EXERCICE ÉCRIT A: D'après le passage fourni ci-dessous, à quel moment de l'année ont lieu les Nuits Carrées ?

C’est un festival qui va tenir sa douzième édition cette année, mais qui ne cesse de se remettre en question. Dernière évolution en date : l’arrivée du metal dans une programmation jusqu’alors plutôt dominée par les musiques urbaines, comme pour ouvrir un nouveau chapitre qui coïnciderait avec une nouvelle décennie de Nuits Carrées.
[Entretien avec Sébastien Hamard par Philippe Jawor – philippe@metalobs.com]
Voilà plus de onze ans que les Nuits Carrées existent à Antibes, mais revenons à leur genèse : qu’est-ce qui a motivé la création de ce festival, en 2007 ?
Le point de départ indéniable, c’est le lieu : l’amphithéâtre du Fort Carré, situé en bord de mer et au pied d’un monumental fort Vauban, était inexploité jusqu’à sa réhabilitation en 2007. On nous a proposé de réfléchir sur un projet artistique, un évènement culturel, et à l’époque, on ne parlait même pas d’un festival. On est partis de la découverte de ce lieu, en se demandant ce qu’on pouvait y mettre qui pourrait à la fois respecter ce lieu et répondre à la demande d’une manifestation qui n’existait pas sur le territoire.
Outre le lieu, élément incontournable du festival, d’autres éléments sont caractéristiques des Nuits Carrées : le positionnement sur le dernier week-end de juin, et une politique tarifaire attractive. À quoi sont dus ces choix forts ?
Une fois qu’on est partis du lieu, il a fallu réfléchir au contenu. Pour nous, le choix du dernier week-end de juin visait à proposer quelque chose aux publics du territoire : en 2007, aucun évènement culturel d’envergure, dans le département des Alpes-Maritimes, ne se déroulait au mois de juin. D’ailleurs, tout le monde nous prédisait qu’on allait se casser la gueule : si on voulait monter un festival, il fallait absolument qu’il se tienne pendant la saison estivale, où il y avait déjà pas mal d’offre, et face à laquelle on n’était pas forcément armés à l’époque.

EXERCICE ÉCRIT B: Donnez toutes les lignes des exemples d'annotation par points ci-dessous sous la forme d'un tableau Markdown à deux colonnes, « N° » et « Ligne », sans les lignes vides. Laissez les images de côté dans votre réponse.

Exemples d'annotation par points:
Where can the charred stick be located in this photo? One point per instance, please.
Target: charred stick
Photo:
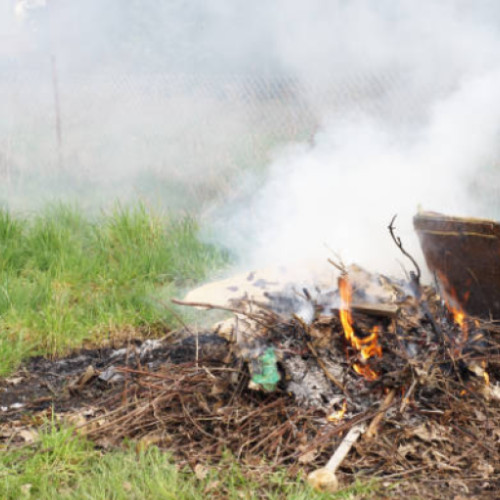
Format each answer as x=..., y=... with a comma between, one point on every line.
x=372, y=428
x=206, y=305
x=397, y=240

RÉPONSE COMPLÈTE A: Le dernier week-end de juin.

RÉPONSE COMPLÈTE B:
| N° | Ligne |
|---|---|
| 1 | Where can the charred stick be located in this photo? One point per instance, please. |
| 2 | Target: charred stick |
| 3 | Photo: |
| 4 | Format each answer as x=..., y=... with a comma between, one point on every line. |
| 5 | x=372, y=428 |
| 6 | x=206, y=305 |
| 7 | x=397, y=240 |